Material for the task =

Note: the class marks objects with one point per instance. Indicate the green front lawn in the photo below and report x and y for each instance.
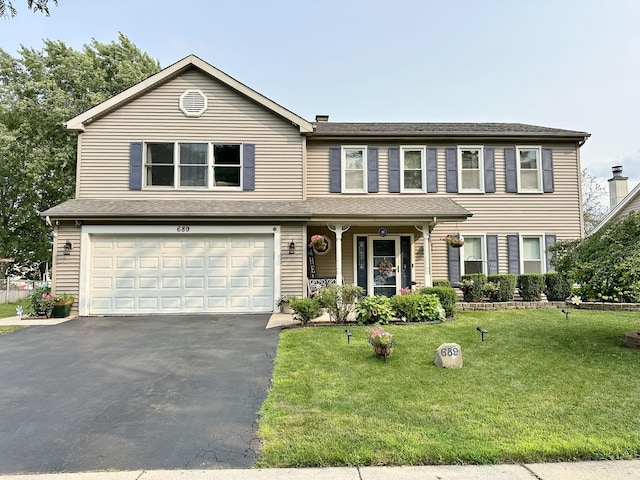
(540, 388)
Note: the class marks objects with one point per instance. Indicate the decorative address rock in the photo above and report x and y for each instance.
(449, 355)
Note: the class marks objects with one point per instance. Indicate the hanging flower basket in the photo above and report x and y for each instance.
(456, 240)
(319, 243)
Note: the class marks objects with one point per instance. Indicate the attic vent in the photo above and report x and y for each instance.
(193, 103)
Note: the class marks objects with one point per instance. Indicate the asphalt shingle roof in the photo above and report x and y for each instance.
(409, 207)
(441, 129)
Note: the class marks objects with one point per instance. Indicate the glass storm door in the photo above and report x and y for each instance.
(384, 272)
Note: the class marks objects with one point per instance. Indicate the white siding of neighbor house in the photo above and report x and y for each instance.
(155, 116)
(496, 213)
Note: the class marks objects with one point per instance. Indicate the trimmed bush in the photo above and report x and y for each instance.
(556, 287)
(472, 286)
(531, 286)
(447, 296)
(405, 306)
(506, 284)
(305, 309)
(339, 300)
(429, 308)
(374, 310)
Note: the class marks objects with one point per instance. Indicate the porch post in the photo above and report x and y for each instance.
(339, 229)
(427, 256)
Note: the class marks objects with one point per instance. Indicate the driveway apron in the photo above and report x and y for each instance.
(128, 393)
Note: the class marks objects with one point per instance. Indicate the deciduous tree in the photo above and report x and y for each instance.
(39, 91)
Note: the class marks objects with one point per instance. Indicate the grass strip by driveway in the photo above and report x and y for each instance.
(540, 388)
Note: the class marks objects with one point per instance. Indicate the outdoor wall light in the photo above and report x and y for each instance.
(482, 332)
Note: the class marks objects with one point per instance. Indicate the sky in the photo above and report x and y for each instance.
(572, 64)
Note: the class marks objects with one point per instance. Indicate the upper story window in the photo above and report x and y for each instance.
(412, 169)
(528, 162)
(192, 165)
(354, 168)
(470, 162)
(532, 254)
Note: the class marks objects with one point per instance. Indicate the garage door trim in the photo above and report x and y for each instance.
(182, 230)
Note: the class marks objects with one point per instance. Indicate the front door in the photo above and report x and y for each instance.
(384, 273)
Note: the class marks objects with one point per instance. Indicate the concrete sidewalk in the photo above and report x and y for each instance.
(598, 470)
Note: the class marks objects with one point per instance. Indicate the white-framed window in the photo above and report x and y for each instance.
(532, 254)
(188, 165)
(412, 169)
(529, 165)
(470, 166)
(473, 254)
(354, 169)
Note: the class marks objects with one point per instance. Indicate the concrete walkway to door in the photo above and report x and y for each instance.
(128, 393)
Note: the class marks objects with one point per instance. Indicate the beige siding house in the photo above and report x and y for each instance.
(197, 194)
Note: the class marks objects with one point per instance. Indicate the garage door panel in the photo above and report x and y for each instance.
(140, 274)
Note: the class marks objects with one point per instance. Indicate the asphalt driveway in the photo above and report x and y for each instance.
(125, 393)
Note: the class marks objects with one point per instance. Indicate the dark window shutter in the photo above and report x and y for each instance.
(248, 167)
(135, 166)
(335, 170)
(453, 258)
(493, 266)
(394, 170)
(489, 170)
(432, 170)
(451, 156)
(511, 170)
(372, 169)
(547, 170)
(513, 253)
(549, 239)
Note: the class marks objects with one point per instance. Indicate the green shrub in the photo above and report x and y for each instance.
(506, 283)
(531, 286)
(447, 296)
(376, 309)
(556, 287)
(491, 291)
(305, 309)
(339, 300)
(405, 306)
(429, 308)
(472, 285)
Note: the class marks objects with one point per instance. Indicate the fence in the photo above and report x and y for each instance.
(13, 290)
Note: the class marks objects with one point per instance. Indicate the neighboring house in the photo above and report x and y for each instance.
(197, 194)
(621, 203)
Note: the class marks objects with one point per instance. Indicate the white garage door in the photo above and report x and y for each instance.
(170, 274)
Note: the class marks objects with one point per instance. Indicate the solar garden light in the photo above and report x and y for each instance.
(482, 332)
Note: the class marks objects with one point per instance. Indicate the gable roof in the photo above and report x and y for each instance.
(631, 196)
(78, 123)
(440, 130)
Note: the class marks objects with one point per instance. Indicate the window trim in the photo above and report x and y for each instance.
(423, 166)
(483, 248)
(538, 150)
(480, 188)
(176, 166)
(541, 239)
(343, 169)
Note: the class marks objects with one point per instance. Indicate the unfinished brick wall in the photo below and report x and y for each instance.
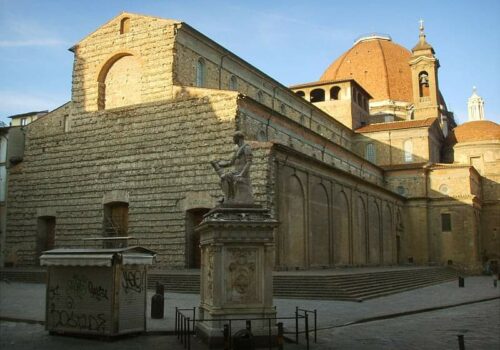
(156, 153)
(149, 41)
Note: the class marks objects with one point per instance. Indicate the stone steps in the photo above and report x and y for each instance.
(359, 286)
(354, 286)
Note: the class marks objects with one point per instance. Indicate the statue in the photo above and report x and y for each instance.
(236, 183)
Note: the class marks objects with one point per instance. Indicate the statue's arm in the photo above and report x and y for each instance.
(248, 161)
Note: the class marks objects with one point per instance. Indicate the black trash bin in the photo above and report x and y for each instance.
(243, 340)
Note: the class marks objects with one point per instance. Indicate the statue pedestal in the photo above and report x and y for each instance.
(237, 259)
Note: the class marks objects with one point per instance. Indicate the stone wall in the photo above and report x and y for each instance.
(329, 218)
(221, 65)
(156, 153)
(149, 41)
(389, 145)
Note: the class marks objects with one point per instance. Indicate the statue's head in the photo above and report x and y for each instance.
(237, 136)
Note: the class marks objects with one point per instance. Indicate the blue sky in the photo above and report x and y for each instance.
(292, 41)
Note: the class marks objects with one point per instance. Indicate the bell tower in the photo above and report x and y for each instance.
(424, 66)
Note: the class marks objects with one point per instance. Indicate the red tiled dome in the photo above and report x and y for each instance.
(379, 65)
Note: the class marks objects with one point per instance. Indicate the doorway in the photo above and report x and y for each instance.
(46, 233)
(193, 251)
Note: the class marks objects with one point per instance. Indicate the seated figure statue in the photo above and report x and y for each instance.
(236, 183)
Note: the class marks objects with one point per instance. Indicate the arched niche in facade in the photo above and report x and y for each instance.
(388, 236)
(374, 233)
(359, 233)
(119, 81)
(294, 240)
(319, 226)
(342, 230)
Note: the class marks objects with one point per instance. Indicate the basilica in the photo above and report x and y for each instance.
(365, 166)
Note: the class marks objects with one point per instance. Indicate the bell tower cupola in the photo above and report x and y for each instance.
(475, 106)
(424, 66)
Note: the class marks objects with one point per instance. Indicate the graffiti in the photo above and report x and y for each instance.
(77, 286)
(54, 292)
(132, 281)
(81, 321)
(97, 292)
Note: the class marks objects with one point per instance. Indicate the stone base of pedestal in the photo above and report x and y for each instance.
(237, 255)
(263, 330)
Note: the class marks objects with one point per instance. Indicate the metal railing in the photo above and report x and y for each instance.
(185, 327)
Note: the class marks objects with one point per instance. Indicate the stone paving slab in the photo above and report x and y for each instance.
(26, 301)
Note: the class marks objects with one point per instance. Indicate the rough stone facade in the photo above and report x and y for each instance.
(154, 101)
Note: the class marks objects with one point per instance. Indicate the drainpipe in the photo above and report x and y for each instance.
(220, 69)
(274, 95)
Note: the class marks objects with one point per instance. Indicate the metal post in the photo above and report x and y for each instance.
(230, 333)
(280, 335)
(461, 342)
(226, 337)
(315, 326)
(296, 325)
(270, 338)
(184, 331)
(307, 330)
(194, 316)
(188, 334)
(175, 326)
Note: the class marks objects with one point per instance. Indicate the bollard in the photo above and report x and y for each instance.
(226, 337)
(280, 336)
(461, 342)
(158, 302)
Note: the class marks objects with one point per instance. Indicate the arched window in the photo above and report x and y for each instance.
(119, 82)
(317, 95)
(423, 83)
(233, 83)
(115, 220)
(370, 154)
(408, 151)
(283, 108)
(335, 93)
(260, 96)
(124, 25)
(200, 73)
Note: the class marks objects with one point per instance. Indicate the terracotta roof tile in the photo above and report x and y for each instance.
(480, 130)
(379, 65)
(407, 124)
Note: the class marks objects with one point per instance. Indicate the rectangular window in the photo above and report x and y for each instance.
(446, 222)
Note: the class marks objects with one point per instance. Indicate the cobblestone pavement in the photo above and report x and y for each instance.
(479, 323)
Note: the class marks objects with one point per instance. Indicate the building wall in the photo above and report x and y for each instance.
(346, 108)
(221, 65)
(151, 156)
(149, 42)
(328, 218)
(389, 145)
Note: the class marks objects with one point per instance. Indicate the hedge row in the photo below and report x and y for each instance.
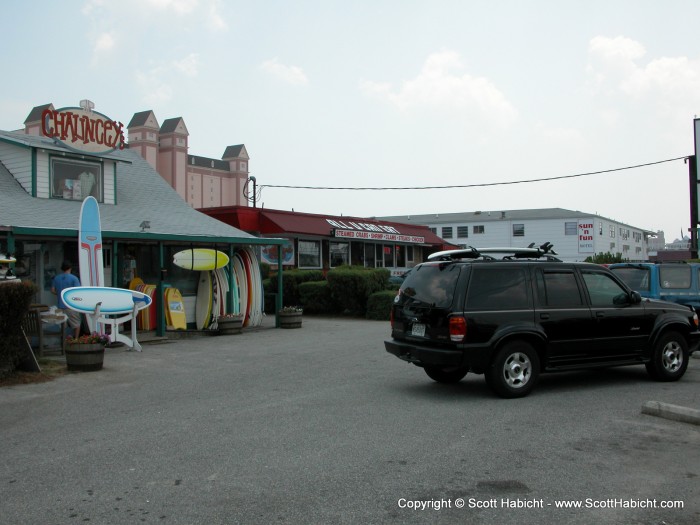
(15, 299)
(344, 290)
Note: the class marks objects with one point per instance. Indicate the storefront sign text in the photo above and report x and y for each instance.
(83, 130)
(374, 236)
(585, 237)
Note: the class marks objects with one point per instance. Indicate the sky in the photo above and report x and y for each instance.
(392, 93)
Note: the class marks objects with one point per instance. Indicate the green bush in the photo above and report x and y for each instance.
(379, 305)
(315, 297)
(291, 279)
(15, 299)
(351, 286)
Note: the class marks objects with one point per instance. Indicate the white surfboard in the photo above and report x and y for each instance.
(85, 299)
(203, 304)
(200, 259)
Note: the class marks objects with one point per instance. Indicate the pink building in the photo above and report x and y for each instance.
(200, 181)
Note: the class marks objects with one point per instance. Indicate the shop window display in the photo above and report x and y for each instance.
(73, 179)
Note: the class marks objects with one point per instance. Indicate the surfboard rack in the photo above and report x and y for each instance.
(544, 252)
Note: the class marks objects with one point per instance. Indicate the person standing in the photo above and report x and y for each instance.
(64, 280)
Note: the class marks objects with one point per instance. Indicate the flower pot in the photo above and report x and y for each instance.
(290, 319)
(85, 357)
(229, 326)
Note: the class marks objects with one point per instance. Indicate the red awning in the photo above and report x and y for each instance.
(348, 228)
(289, 223)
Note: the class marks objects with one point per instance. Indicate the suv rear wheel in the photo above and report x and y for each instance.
(445, 375)
(514, 370)
(669, 358)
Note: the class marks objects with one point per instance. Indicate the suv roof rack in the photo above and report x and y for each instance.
(545, 251)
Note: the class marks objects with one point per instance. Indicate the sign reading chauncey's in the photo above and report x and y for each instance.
(375, 232)
(83, 129)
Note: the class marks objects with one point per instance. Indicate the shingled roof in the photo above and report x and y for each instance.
(142, 194)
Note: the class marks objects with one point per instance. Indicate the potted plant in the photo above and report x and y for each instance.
(230, 324)
(86, 352)
(290, 316)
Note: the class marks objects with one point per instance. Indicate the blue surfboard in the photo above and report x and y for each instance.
(90, 244)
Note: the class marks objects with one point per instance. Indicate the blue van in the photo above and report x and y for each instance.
(675, 282)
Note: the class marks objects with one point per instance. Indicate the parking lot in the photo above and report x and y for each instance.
(321, 425)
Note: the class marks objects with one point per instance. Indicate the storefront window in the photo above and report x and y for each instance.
(369, 255)
(73, 179)
(388, 250)
(309, 254)
(340, 253)
(400, 256)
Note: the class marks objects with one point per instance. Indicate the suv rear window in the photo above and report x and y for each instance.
(497, 288)
(636, 278)
(674, 276)
(432, 284)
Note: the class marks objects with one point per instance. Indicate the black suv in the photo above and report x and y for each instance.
(511, 313)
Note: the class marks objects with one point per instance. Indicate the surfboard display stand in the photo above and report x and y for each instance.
(114, 323)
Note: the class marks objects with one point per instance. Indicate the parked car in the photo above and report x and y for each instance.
(512, 313)
(675, 282)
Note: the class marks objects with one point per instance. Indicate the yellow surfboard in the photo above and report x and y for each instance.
(200, 259)
(175, 309)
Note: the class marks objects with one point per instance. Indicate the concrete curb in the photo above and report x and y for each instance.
(674, 412)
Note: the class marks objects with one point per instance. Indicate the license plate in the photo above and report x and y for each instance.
(418, 329)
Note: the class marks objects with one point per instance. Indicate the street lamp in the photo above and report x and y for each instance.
(247, 194)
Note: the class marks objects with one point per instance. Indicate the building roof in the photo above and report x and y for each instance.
(206, 162)
(142, 195)
(495, 216)
(19, 138)
(35, 113)
(140, 118)
(170, 125)
(235, 152)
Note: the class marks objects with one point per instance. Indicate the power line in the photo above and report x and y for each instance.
(484, 184)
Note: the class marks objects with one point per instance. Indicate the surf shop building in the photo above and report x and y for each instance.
(326, 241)
(64, 155)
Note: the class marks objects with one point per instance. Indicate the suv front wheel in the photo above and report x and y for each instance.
(669, 358)
(514, 370)
(445, 375)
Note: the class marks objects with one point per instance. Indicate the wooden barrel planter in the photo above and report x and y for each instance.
(230, 325)
(85, 357)
(290, 319)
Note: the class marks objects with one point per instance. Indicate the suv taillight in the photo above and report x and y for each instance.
(458, 329)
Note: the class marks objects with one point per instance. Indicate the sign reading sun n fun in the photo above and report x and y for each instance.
(585, 236)
(82, 129)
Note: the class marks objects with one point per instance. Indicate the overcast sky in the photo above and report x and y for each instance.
(391, 93)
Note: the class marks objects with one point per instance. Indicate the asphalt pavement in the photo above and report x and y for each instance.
(321, 425)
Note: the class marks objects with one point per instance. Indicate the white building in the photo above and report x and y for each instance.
(575, 235)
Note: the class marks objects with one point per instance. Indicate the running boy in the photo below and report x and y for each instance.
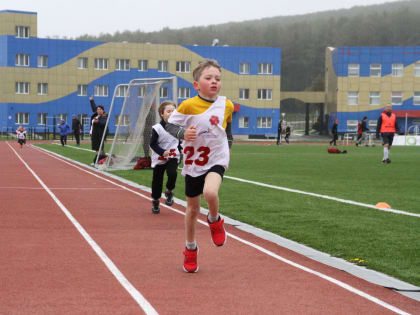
(165, 156)
(21, 136)
(204, 122)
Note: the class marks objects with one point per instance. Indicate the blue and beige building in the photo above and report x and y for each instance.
(360, 81)
(43, 80)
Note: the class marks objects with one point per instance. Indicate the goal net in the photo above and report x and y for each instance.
(133, 124)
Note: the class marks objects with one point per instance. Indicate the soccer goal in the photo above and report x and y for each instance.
(139, 112)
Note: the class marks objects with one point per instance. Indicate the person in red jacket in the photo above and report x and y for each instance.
(387, 126)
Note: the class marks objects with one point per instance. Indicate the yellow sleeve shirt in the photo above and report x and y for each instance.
(196, 105)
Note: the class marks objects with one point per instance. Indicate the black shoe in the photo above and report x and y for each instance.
(169, 198)
(155, 206)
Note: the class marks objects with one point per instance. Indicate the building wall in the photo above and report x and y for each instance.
(364, 82)
(63, 76)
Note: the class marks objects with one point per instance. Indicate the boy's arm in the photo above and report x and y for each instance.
(92, 104)
(229, 134)
(378, 126)
(154, 143)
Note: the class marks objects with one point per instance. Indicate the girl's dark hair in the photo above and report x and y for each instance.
(162, 106)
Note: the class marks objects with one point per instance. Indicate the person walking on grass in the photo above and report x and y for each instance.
(165, 157)
(21, 136)
(97, 129)
(362, 131)
(204, 123)
(387, 126)
(334, 133)
(64, 131)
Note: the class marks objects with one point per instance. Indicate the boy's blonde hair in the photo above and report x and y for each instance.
(206, 63)
(162, 106)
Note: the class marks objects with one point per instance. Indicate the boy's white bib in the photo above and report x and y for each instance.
(21, 134)
(168, 143)
(211, 145)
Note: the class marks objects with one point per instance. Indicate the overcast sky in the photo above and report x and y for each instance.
(73, 18)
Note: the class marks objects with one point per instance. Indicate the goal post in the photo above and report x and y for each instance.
(133, 123)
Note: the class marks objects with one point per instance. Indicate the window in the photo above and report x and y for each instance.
(163, 92)
(244, 68)
(372, 124)
(183, 66)
(42, 88)
(101, 90)
(265, 68)
(82, 63)
(375, 98)
(244, 94)
(243, 122)
(162, 66)
(122, 91)
(122, 64)
(417, 69)
(354, 69)
(397, 69)
(122, 120)
(142, 91)
(61, 117)
(22, 31)
(101, 64)
(42, 119)
(264, 94)
(22, 60)
(375, 70)
(143, 65)
(22, 118)
(416, 98)
(264, 122)
(352, 125)
(22, 87)
(396, 98)
(183, 93)
(42, 61)
(82, 90)
(353, 98)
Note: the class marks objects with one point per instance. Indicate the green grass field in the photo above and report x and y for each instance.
(386, 242)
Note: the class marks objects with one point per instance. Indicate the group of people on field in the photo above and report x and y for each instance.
(386, 127)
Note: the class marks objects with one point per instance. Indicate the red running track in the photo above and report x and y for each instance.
(74, 241)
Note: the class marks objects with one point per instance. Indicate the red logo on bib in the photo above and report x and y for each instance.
(214, 120)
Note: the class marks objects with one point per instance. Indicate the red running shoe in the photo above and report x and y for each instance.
(218, 233)
(190, 260)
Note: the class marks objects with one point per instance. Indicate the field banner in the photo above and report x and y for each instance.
(406, 140)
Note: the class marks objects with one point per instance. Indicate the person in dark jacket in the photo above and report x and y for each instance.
(334, 133)
(279, 130)
(387, 126)
(77, 127)
(97, 130)
(64, 130)
(362, 130)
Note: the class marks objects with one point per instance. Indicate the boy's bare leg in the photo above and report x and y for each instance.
(193, 208)
(211, 192)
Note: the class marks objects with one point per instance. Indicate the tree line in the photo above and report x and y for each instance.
(302, 38)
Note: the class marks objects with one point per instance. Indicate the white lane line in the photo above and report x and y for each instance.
(323, 196)
(257, 247)
(138, 297)
(60, 188)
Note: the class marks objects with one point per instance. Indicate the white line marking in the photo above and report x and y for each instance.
(323, 196)
(259, 248)
(138, 297)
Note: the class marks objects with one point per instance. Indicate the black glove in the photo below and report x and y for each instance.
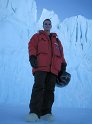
(33, 61)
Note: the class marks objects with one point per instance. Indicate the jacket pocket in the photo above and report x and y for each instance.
(42, 46)
(43, 60)
(57, 63)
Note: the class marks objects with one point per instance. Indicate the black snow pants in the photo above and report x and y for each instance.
(42, 96)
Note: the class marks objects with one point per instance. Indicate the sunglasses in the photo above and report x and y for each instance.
(47, 24)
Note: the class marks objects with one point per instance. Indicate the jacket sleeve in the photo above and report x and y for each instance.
(32, 45)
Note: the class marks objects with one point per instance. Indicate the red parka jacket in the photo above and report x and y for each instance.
(49, 52)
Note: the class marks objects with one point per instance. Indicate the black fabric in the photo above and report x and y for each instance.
(42, 96)
(33, 61)
(63, 79)
(63, 69)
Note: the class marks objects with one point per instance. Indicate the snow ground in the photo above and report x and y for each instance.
(15, 114)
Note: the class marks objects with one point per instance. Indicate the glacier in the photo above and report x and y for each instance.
(18, 22)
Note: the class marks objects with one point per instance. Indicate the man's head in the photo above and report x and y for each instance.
(47, 24)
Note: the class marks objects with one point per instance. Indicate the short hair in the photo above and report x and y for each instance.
(46, 20)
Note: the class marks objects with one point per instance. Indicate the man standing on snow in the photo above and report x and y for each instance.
(47, 60)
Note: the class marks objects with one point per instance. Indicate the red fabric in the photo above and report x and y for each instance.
(49, 57)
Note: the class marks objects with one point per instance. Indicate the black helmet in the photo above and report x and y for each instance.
(63, 80)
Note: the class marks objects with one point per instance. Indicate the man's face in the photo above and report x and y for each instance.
(47, 25)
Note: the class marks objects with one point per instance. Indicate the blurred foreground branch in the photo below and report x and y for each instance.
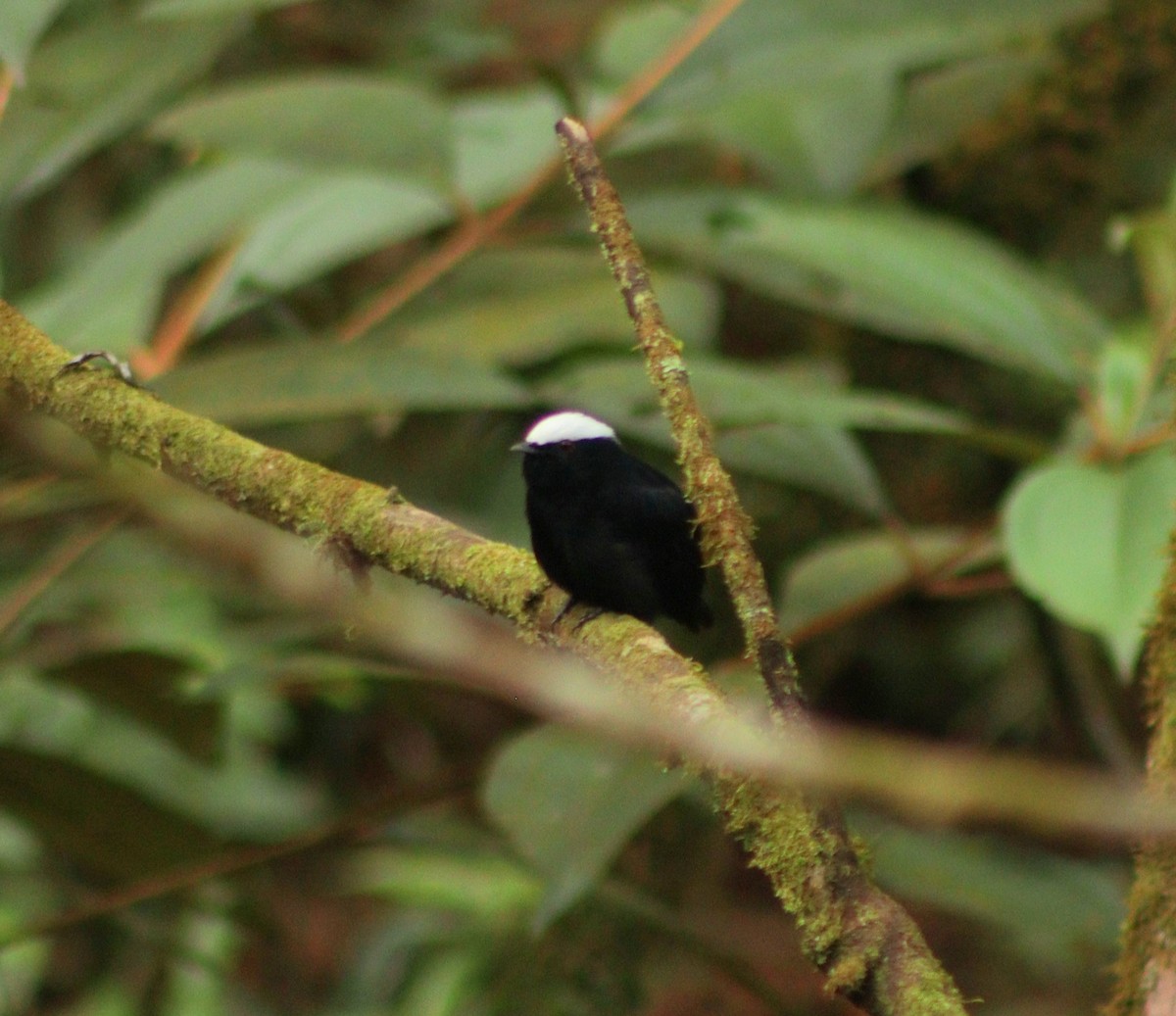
(660, 699)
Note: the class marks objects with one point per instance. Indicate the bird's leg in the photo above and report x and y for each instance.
(564, 609)
(591, 614)
(121, 367)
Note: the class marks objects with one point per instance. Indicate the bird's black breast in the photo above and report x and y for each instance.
(614, 532)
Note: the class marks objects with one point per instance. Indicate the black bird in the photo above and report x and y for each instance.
(610, 529)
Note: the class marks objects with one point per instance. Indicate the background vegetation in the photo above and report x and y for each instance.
(921, 256)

Exercise brief = From the line containing "the bird's leg" through the final line of the listing above, retype every line exactly; leave out everything else.

Correct result =
Note: the class marks objects with one point per instance. Indicate the bird's leg in the photo above and report x and y for each instance.
(564, 609)
(591, 614)
(121, 367)
Note: the class marks objects with one point per instance. Indicate the bird's black breast in the photo above and report x and y for each instance.
(614, 532)
Note: the class marks objects with one point per instance. Indicate the black bird in the photo above and report x and y for each instance.
(610, 529)
Note: the class marks objects with one point per instance. Indicate the background vegetation in the photo above and report x and y for each instance.
(921, 256)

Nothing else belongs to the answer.